EXERCISE BRIEF: When you reach the line containing "Study the image below", repeat that line and each one after it exactly until the records end, leaving out pictures.

*** Begin section ***

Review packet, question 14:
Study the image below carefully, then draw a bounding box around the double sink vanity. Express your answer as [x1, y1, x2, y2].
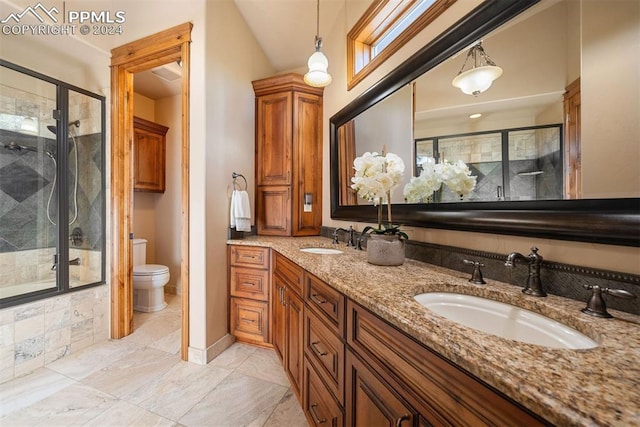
[228, 236, 639, 426]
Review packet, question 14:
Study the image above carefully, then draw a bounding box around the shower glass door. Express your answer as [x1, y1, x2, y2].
[0, 60, 105, 307]
[67, 90, 105, 289]
[0, 66, 59, 299]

*** End section ***

SOLUTION TO THIS PROBLEM:
Study the image below carefully, then draw a bounding box around the double sink vanity. Express your answer as [x1, y1, x2, y2].
[228, 236, 639, 426]
Review packet, question 14:
Study the image above carefully, then draw a bounding box around the shower glass door. Express your answer as [x1, y1, x2, y2].
[0, 60, 105, 307]
[67, 90, 105, 289]
[0, 66, 59, 299]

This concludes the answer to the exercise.